◆ **CHALLENGE**
Exactly reproduce the lines that follow.

(Some records)
══════════════════════════════

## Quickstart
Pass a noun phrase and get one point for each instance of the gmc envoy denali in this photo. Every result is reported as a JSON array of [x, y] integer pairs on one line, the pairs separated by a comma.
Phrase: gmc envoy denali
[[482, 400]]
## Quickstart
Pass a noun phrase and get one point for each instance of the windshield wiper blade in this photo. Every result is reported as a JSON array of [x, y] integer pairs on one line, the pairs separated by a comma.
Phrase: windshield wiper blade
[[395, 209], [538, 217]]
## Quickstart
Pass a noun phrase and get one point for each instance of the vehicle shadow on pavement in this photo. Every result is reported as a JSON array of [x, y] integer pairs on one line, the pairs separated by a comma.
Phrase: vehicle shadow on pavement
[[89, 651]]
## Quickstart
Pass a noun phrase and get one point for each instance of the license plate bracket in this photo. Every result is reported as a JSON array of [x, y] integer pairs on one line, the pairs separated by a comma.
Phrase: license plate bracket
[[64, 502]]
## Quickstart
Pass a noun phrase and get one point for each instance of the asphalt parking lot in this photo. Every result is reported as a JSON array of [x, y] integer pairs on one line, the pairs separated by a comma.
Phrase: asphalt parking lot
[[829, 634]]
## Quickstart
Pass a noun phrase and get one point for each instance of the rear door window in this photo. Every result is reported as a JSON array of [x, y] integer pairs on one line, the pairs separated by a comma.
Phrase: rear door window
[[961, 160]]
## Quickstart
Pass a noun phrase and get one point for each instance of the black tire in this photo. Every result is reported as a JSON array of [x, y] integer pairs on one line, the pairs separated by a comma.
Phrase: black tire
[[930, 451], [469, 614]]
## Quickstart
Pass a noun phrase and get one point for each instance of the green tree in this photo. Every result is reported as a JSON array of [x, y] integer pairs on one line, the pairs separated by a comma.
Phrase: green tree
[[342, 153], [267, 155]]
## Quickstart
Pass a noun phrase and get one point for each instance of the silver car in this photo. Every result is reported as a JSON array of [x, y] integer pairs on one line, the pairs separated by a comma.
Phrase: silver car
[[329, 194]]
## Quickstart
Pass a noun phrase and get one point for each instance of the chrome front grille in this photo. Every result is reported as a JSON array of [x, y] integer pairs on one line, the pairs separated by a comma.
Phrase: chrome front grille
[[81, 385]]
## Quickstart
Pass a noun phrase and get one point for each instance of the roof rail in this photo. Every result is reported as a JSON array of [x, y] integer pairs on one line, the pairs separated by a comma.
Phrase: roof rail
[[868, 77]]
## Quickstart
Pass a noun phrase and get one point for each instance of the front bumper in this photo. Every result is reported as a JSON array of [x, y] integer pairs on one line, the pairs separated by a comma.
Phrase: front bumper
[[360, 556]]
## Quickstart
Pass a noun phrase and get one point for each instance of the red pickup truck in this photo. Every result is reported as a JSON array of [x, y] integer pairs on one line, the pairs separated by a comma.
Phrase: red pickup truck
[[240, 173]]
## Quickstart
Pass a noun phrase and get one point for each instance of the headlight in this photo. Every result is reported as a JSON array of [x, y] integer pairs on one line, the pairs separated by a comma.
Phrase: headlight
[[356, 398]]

══════════════════════════════

◆ **FULL OUTPUT**
## Quickstart
Pass a noun phrase and get one point for each instance of the gmc envoy denali in this photo. Every result is reported as a JSON array of [x, y] integer pairs on one line, the pairs separated by a comma.
Phrase: gmc envoy denali
[[482, 400]]
## Quickstart
Pass a noun phrase and get one point for each instance of the windshield wiper blade in this photo. Every result is reported as a JSON array of [x, y] integer pairs on one line, the pairs separated by a comma.
Phrase: windshield wiper blade
[[395, 209], [538, 217]]
## Quickstart
Pass a noun phrase and get one point for each instance of the vehicle shadow on pavement in this photo. Every result is reported as a JSON array of [x, y] integer pairs on one line, the pairs separated by a comma.
Phrase: vehicle shadow on pavement
[[89, 651]]
## Quickstart
Pass a noun phrase and get one point for each instance of the license plate bracket in this photo. Every result is reported as a JSON array of [x, y] integer pairs on one line, the pairs separated by a comma.
Phrase: license plate bracket
[[64, 502]]
## Quickstart
Pass a noun phrase and get one point for each instance of the asphalt parking lot in this photo. Every result is reported as a JSON array of [x, y] integer pairs on one line, the pairs separated by a comma.
Phrase: asphalt parking lot
[[829, 634]]
## Quickstart
Pass a noun phrase and get one point for each instance of the rear door window in this photo. Every result is reported as a JSON array of [x, y] integer pairs on one line, the pairs separated by a comma.
Phrase: rear door window
[[961, 160]]
## Quickstart
Pass a noun phrase and get one point for each instance of the black tire in this photo. Every result is reported as a JSON array of [x, y] integer pairs on one line, the pairs separated by a comma.
Phrase: black tire
[[930, 451], [469, 614]]
## Quickstart
Pass a noun phrase and get one point for each instance of the green tree in this photo. Every result is reported as a JSON array of [x, y] integer pairs on one line, the pairs separated by a comma.
Phrase: green tree
[[342, 153], [267, 155]]
## Quickstart
Pass a noun phrase and get one point for each instance of the silver car in this photo. Every result is reported as a JSON array of [x, y] integer pairs on one line, the pairs separated by a comma.
Phrase: silver car
[[329, 194]]
## Quickstart
Pass a noun phrase and get one point for each instance of the chrome front grille in this photo. Every result is reported as a JSON array of [x, y] integer pairs on one line, the pairs separated by a comma.
Phrase: chrome front grille
[[81, 385]]
## Quickstart
Pass a noun phrase and get one point for each instance of the roof rail in this photo. Every result is reported as a JSON array of [x, y] integer pairs on one line, the pairs separated by a comma.
Phrase: roof rail
[[868, 77]]
## Quickstart
Pass a noun phrase and get one point for each instance of the front bumper in this photo. Every result is reported as a JSON array of [x, y] integer pairs on one line, the pairs separated by a comma.
Phrase: front bumper
[[360, 556]]
## Quickstart
Pass a noun phrase and get one point for each instance of the red pickup truck in this photo. Every result is reported as a JSON array of [x, y] integer pairs on one line, the pairs separated by a comma.
Phrase: red pickup truck
[[240, 173]]
## Quickstart
Pass a noun phrase and get one point for each instance of the headlight in this photo. Every result is reported as a JSON array of [x, y] integer pairs on one line, the pairs separated by a comma.
Phrase: headlight
[[356, 398]]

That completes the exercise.